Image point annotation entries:
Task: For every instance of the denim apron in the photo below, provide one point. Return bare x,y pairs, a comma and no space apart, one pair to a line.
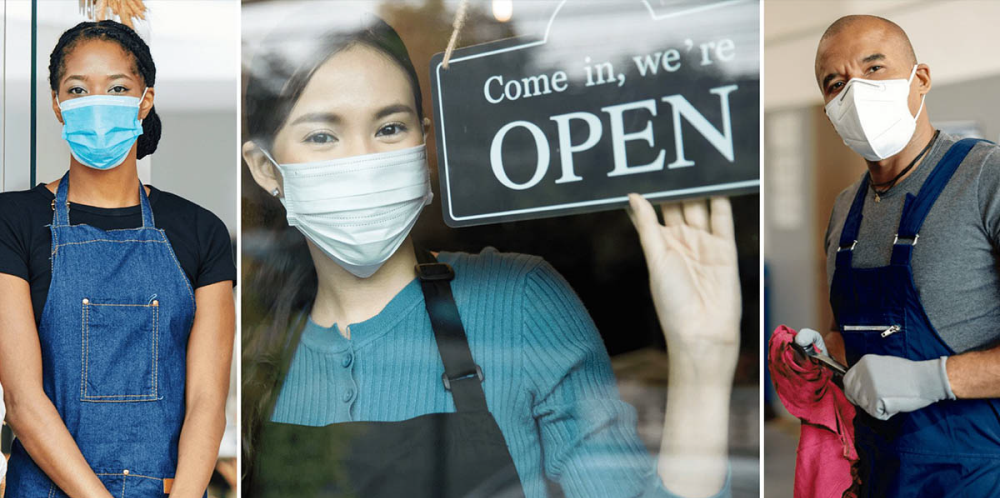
438,455
950,448
113,337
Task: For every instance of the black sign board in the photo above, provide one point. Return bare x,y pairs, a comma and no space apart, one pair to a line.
616,97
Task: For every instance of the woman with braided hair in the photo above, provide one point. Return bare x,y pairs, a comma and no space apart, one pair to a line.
116,307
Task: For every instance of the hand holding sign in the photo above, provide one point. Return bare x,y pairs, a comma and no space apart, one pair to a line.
694,281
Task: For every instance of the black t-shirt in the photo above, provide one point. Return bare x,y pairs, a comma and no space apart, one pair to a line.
199,238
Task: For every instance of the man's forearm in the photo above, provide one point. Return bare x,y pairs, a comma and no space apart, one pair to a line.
975,374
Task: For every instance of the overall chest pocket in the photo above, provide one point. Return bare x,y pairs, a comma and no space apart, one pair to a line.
119,348
882,335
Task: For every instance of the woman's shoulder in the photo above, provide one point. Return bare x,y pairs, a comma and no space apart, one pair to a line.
23,204
501,271
181,209
492,263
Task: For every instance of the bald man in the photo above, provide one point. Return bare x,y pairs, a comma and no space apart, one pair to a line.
913,259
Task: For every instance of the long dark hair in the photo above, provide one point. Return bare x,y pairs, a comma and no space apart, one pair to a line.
281,284
142,65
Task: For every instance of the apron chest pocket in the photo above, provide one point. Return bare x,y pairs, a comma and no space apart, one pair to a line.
120,346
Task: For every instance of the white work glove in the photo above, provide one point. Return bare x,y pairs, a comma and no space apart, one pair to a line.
807,337
886,385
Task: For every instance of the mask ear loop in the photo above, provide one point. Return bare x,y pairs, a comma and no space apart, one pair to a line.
269,158
143,97
922,98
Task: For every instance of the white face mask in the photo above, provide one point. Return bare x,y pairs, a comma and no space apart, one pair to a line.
873,116
358,210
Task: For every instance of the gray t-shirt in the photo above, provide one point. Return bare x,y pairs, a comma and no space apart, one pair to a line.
956,262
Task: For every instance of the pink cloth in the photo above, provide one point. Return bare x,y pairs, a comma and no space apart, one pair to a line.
826,444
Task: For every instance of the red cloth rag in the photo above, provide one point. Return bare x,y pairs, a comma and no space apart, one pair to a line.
826,443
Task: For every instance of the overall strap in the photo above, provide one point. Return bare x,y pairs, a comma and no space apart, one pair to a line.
462,376
852,226
916,208
60,205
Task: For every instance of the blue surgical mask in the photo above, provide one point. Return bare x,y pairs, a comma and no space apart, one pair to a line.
101,129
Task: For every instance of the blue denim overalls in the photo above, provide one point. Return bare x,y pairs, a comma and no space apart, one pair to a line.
950,448
113,337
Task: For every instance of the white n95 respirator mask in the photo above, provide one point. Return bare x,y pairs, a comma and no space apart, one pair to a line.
873,116
358,210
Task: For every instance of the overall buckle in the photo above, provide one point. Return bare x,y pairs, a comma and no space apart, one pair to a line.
429,272
447,382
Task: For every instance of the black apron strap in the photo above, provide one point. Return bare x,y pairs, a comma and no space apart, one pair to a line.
462,376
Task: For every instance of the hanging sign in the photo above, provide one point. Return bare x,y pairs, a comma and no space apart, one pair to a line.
616,97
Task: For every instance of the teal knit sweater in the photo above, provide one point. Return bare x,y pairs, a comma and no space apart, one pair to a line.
548,378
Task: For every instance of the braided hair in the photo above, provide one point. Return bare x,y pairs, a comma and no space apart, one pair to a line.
142,65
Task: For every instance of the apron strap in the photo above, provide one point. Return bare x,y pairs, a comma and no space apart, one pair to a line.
852,226
462,376
60,205
916,209
147,210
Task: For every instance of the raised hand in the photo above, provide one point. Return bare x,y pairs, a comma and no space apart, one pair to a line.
693,275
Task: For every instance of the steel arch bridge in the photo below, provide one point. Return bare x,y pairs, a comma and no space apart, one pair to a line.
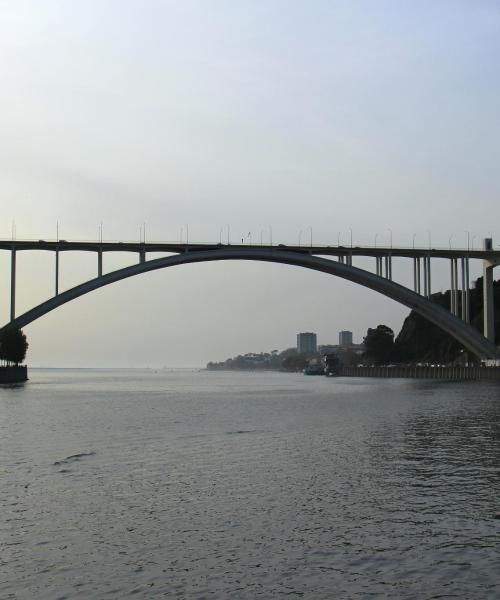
455,322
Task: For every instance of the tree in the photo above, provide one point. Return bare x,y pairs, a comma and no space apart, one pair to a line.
13,345
379,344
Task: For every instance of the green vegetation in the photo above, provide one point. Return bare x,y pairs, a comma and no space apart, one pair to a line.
13,345
288,360
418,341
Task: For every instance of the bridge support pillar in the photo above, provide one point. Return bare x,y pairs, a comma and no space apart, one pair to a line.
464,292
388,267
416,275
57,273
99,262
12,284
488,307
467,291
427,277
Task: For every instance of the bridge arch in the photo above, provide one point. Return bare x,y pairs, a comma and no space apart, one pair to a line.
460,330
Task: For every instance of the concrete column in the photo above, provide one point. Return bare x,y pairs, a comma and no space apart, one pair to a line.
488,308
467,291
429,287
57,272
12,284
426,278
99,262
462,290
388,267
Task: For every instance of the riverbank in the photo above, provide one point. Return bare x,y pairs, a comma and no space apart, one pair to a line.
429,372
13,374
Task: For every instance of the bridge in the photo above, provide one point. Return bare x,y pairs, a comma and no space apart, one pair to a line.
334,260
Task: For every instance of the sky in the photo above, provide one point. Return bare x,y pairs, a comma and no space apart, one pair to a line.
319,116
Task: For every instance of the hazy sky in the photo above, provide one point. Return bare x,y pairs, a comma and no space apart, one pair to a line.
329,114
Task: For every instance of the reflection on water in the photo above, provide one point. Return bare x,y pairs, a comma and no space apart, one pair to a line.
226,485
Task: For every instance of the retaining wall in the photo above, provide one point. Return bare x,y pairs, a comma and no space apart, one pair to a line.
454,373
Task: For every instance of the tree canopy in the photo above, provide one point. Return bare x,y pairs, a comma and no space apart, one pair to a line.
13,345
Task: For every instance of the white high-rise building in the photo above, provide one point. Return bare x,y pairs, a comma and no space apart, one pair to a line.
307,343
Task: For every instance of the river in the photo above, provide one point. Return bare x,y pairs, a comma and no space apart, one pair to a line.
194,484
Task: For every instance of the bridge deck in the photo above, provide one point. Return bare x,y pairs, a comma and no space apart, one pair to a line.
180,247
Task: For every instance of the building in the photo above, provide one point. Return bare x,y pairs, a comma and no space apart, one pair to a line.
307,343
345,338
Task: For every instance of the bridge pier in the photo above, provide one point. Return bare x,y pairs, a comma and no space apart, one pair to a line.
453,287
99,262
488,306
57,273
427,276
416,275
12,284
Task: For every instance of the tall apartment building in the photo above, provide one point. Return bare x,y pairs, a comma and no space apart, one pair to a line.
345,338
307,343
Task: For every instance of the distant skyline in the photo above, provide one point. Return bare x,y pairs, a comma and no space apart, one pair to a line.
380,118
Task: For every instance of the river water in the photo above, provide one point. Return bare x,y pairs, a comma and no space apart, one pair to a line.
145,484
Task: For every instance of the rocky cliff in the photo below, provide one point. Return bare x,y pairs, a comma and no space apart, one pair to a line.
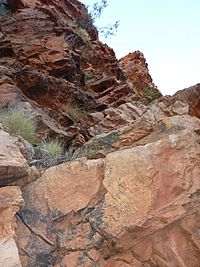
126,189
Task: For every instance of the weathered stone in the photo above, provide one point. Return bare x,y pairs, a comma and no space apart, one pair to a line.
55,206
10,202
191,95
13,165
136,69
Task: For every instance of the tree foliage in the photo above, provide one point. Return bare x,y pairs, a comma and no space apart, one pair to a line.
95,12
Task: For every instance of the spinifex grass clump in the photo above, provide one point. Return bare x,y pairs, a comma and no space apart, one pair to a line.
54,148
75,111
17,122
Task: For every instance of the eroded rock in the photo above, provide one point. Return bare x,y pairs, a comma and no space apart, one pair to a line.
10,203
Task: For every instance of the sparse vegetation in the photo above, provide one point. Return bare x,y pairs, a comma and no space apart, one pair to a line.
95,12
16,122
150,96
53,147
75,111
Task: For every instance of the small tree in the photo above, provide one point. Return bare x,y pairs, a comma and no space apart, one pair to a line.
96,12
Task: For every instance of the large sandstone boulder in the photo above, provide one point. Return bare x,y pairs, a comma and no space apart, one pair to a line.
13,165
137,206
10,202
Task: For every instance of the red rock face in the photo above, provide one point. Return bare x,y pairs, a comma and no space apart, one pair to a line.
136,69
133,200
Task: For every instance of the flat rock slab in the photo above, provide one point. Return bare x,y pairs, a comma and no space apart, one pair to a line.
13,165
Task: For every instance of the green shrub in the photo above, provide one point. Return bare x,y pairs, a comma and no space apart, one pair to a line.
74,111
54,148
150,96
16,122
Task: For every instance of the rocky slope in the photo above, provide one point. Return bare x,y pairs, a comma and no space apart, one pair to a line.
131,198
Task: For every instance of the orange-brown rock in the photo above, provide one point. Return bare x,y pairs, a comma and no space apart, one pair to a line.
138,205
13,165
191,95
136,69
10,203
55,214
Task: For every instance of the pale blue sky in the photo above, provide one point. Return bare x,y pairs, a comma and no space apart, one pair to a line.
166,31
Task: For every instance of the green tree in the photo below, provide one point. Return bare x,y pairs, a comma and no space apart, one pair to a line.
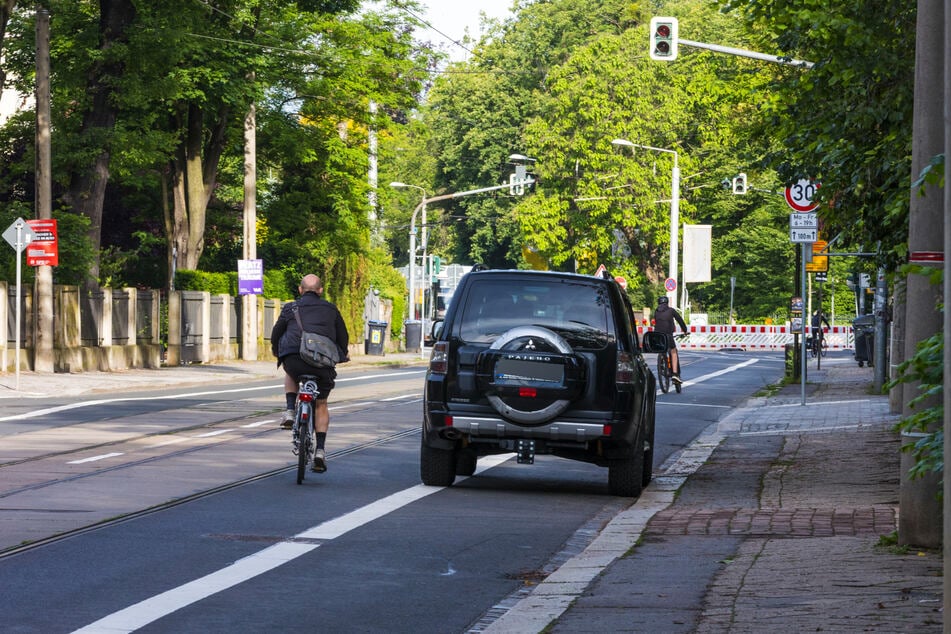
847,121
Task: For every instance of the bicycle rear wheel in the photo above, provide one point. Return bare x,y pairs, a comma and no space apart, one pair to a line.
663,372
305,442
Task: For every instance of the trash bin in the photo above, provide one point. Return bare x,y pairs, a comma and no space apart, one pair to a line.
863,330
793,360
414,334
376,334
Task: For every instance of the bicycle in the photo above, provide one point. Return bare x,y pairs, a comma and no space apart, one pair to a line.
818,345
665,372
303,440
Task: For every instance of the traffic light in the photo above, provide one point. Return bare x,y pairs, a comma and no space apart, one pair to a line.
663,43
739,184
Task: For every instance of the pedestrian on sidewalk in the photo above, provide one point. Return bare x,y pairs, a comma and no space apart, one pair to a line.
319,316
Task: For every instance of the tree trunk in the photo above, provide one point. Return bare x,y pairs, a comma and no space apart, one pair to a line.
87,190
194,172
920,521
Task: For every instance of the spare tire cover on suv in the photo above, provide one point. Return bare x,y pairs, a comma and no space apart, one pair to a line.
530,374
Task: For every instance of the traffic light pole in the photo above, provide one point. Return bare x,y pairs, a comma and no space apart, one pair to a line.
729,50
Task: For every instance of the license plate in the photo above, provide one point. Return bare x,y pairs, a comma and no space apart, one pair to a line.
521,372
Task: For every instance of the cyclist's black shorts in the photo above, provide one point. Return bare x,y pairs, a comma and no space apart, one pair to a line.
296,367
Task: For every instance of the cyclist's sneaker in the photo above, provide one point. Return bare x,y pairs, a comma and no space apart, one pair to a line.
287,419
320,462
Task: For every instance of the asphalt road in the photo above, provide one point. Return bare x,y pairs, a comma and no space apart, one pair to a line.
361,548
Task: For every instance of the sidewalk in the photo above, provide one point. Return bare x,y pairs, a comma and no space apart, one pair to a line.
771,521
38,384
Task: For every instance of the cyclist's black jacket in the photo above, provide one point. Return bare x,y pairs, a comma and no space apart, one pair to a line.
318,316
664,318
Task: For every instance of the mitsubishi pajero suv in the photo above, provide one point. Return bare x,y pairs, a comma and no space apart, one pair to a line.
538,362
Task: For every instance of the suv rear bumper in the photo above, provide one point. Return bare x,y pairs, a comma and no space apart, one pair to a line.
555,430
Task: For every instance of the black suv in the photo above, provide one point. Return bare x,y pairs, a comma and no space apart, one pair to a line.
538,362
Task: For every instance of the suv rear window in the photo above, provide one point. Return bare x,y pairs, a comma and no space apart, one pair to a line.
576,311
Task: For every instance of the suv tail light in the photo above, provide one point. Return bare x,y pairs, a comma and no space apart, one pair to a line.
439,359
624,372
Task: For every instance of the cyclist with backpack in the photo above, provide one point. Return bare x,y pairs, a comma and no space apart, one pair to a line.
666,319
319,316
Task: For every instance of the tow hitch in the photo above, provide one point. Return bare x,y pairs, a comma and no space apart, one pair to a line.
526,451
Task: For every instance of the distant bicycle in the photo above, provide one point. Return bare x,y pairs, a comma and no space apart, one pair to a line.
303,430
818,345
665,370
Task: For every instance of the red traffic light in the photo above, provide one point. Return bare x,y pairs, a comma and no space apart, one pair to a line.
663,36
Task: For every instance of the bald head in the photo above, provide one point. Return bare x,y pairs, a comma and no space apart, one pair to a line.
311,284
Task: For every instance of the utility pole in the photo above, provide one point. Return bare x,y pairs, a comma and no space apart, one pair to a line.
920,521
43,315
249,302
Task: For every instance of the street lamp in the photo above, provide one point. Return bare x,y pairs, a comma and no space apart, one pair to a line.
674,210
412,251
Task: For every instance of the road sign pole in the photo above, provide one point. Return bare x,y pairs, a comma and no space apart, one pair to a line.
16,347
802,352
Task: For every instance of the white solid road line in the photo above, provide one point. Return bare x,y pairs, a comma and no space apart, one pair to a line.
154,608
95,458
102,401
713,375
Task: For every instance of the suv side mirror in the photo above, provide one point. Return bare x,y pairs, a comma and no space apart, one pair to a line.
654,341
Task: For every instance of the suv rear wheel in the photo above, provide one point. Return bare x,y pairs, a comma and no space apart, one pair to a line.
626,476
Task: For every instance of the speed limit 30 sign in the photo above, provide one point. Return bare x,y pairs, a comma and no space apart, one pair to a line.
799,195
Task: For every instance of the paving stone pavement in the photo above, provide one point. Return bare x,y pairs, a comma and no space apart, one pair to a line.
784,527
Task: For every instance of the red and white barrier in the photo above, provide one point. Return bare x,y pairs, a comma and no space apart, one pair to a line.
754,337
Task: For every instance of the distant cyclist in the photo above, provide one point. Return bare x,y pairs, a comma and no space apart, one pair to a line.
818,318
664,321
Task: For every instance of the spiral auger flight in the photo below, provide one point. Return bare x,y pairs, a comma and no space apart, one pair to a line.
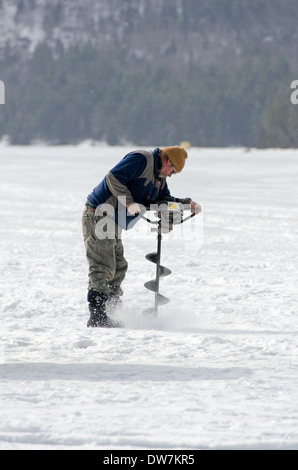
168,214
161,271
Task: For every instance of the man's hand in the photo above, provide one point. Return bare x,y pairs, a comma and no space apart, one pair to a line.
195,207
133,208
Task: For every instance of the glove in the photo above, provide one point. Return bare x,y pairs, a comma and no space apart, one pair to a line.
133,208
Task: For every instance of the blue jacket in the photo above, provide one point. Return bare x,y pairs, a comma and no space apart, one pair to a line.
134,179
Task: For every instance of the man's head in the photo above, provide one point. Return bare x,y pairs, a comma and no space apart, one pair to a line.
173,160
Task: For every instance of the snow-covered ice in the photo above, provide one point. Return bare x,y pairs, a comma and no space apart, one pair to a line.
216,370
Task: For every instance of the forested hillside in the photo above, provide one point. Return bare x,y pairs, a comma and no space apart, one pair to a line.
214,72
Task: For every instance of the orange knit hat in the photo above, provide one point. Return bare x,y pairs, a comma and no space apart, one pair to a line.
177,155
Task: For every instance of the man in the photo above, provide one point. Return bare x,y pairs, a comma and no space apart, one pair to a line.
139,179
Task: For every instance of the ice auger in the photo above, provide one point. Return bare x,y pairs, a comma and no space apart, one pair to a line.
168,214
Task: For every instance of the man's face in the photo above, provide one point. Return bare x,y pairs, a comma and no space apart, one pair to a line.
168,168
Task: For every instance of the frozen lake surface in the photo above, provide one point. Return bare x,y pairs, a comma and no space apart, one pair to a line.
216,370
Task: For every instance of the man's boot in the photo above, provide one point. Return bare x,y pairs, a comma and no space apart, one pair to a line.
97,308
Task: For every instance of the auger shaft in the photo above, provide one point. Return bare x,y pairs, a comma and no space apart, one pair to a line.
166,219
161,271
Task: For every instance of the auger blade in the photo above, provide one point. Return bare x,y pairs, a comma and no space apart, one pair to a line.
162,300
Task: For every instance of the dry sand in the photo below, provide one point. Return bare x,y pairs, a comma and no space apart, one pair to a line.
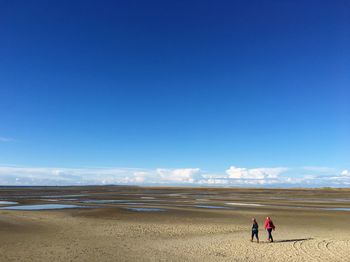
182,233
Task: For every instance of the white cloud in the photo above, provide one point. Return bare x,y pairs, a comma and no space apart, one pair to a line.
345,173
233,176
187,175
255,173
6,139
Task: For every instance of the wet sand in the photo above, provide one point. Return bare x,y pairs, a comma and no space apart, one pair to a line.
174,224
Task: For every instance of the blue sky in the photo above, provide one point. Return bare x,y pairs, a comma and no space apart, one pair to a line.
181,91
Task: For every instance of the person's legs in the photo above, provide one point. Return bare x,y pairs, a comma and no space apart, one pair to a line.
270,235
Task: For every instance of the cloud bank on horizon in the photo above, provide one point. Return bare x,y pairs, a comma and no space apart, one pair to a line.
233,176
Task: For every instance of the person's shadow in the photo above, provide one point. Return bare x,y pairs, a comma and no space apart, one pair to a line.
292,240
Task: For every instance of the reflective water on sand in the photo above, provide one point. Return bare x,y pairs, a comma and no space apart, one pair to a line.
145,209
211,207
339,209
8,203
103,201
41,207
243,204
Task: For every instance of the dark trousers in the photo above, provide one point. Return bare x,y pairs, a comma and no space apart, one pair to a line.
256,234
269,230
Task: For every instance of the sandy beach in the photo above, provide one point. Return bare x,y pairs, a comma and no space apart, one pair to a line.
177,224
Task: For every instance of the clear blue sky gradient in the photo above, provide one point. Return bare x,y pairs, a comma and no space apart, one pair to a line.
175,84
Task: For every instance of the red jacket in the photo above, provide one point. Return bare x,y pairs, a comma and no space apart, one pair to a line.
269,224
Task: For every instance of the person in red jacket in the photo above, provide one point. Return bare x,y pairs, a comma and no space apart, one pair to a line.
269,226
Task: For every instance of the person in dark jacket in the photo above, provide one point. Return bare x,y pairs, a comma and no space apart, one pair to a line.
255,230
269,226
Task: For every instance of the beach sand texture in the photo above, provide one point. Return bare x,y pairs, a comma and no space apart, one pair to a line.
305,229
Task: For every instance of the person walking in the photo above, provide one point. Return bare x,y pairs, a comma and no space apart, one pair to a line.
255,230
269,226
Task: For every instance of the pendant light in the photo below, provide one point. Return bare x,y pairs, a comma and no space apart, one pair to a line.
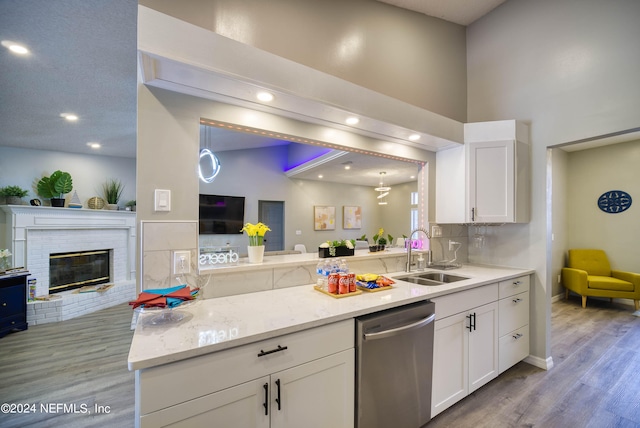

-- Given request --
Pick out every line above that contains the string "distant" and copy each one. Case counts.

-- Task output --
Task: For every instance of the distant skyline in the photo above, provide one point. Return bare x,y pairs, a comma and no space apart, one pair to a line.
Task: For every instance of the distant bicycle in the photo above, provide one point. Return bare x,y pairs, a comma and no space apart, one pair to a line.
Task: For every instance of the distant cyclist in the photo above, provide one point. Return bare x,y pairs, a comma and no space apart, one pair to a line.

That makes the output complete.